◆ Materials provided
****

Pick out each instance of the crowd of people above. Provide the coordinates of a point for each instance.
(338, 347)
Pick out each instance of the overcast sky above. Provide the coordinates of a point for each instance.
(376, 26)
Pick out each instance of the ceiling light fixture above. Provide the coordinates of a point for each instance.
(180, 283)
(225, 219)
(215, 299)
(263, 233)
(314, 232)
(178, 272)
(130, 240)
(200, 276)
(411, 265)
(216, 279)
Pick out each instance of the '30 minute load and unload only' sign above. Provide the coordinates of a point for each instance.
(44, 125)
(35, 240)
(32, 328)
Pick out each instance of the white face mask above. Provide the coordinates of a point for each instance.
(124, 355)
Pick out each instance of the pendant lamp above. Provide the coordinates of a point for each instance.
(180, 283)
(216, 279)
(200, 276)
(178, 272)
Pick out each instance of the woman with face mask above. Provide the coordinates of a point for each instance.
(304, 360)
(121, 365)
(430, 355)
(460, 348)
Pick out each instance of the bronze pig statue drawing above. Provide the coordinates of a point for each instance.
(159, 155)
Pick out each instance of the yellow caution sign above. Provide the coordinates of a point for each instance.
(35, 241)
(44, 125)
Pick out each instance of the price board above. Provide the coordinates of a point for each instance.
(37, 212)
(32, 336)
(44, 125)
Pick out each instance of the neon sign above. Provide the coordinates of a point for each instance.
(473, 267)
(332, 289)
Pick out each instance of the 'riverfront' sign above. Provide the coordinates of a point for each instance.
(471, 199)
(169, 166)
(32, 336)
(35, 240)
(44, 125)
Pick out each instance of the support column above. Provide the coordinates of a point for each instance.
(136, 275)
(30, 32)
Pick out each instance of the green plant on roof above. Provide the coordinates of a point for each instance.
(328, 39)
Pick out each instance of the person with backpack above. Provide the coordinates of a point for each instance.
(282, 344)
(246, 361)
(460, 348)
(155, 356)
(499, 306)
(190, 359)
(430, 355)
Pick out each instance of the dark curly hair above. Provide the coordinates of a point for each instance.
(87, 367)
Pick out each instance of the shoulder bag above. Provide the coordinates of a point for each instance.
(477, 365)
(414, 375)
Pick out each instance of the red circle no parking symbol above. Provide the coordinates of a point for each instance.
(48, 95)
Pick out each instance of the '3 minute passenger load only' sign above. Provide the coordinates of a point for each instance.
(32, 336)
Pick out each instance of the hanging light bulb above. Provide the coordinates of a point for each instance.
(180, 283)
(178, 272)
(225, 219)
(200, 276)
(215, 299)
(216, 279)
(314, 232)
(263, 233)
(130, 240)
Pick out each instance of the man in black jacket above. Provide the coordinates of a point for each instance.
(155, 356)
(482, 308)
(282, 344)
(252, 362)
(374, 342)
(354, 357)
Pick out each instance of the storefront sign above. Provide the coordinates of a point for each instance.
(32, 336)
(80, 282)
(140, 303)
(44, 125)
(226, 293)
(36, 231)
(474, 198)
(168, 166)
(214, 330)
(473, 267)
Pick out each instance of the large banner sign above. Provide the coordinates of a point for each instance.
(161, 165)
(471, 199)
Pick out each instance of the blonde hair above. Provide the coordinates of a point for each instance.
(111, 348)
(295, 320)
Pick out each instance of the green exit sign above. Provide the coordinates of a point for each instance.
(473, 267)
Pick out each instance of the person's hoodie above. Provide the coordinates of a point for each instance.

****

◆ What is expected
Repeat the lines above exactly.

◆ Response to this exercise
Pick out each instance of the crowd of people above. Provide the coordinates of a point for each instance.
(338, 347)
Pick out each instance of the overcast sky above. Provide the coordinates of a point for each instance.
(376, 26)
Pick out each instance of the ceiling light fixture above. Provide the coordinates of a point for each instance.
(180, 283)
(225, 219)
(215, 299)
(263, 233)
(314, 232)
(178, 272)
(130, 240)
(200, 276)
(411, 265)
(216, 279)
Pick out each instance of the '30 minute load and unload only' sign above. Provide the coordinates of a point for each instance.
(44, 125)
(35, 240)
(32, 328)
Pick out each instance of the white face mask above. Provide the coordinates of a point for each instance.
(124, 355)
Pick out each instance of the pendant lamp above. Provide the coordinates of a point for each instance.
(180, 283)
(216, 279)
(200, 276)
(178, 272)
Pick out each instance of the woman with face mask above. Provide the coordinates of a point for each instance.
(304, 360)
(121, 365)
(430, 355)
(460, 348)
Pick out each instance of the bronze pig statue drawing above. Provide the coordinates of a point for each instance.
(159, 155)
Pick out each instance of the yellow caution sign above. Provide the coordinates of a point for each instance.
(35, 241)
(44, 125)
Pick out each instance of the price board above. Provide the coordinates of a point for each instance.
(37, 212)
(32, 336)
(44, 125)
Pick out each instance of the neon sign above. Provide the coordinates of a point for each instance.
(473, 267)
(332, 289)
Pick out each instance of the 'riverfront' sign above. Provide the coordinates of a point for each instance.
(471, 199)
(169, 166)
(32, 336)
(35, 240)
(44, 125)
Pick out each instance of the support column above. Provide the coordinates of a point for each instance.
(136, 275)
(30, 32)
Pick out each instance of the green plant on roof above. Provide the coordinates of a point for each instance.
(328, 39)
Pick out each instance of the person with backpack above. Provide the coordinates of a point for each instance.
(282, 344)
(246, 361)
(460, 348)
(155, 356)
(499, 306)
(190, 359)
(430, 355)
Pick out each instance of the dark curly hair above. Provide the coordinates of a point for each instance.
(87, 367)
Pick out each instance of the shoulder bag above. Provide the coordinates of a point for each instance.
(477, 365)
(414, 375)
Pick out each instance of the red circle no parking symbol above. Provide the coordinates of a point for each instance.
(48, 95)
Pick out each instance of the '3 minute passenger load only' sign above. Provide the coordinates of a point for each instance.
(32, 336)
Pick out each instance of the hanging light bulb above. Provide the coordinates of a point for each instance.
(180, 283)
(178, 272)
(225, 219)
(200, 276)
(215, 299)
(216, 279)
(314, 232)
(263, 233)
(130, 240)
Pick out each instance of the man in black jacket above. Provide the coordinates of a point for each instance.
(155, 356)
(482, 308)
(282, 344)
(252, 362)
(374, 342)
(354, 357)
Pick out each instance of the storefront sign above. Provide the coordinates of a point for each instance.
(32, 336)
(80, 282)
(140, 303)
(44, 125)
(226, 293)
(36, 231)
(474, 198)
(168, 166)
(214, 330)
(473, 267)
Pick out each instance of the large banner sign above. Provide the coordinates of a point for each instance.
(161, 165)
(471, 199)
Pick out each instance of the blonde hair above. Provide the coordinates of a point for each instance.
(111, 348)
(295, 320)
Pick out each instance of the green exit sign above. Provide the coordinates of a point for each instance.
(473, 267)
Pick out each instance of the person's hoodie above. Provide the coordinates of a point for each instance.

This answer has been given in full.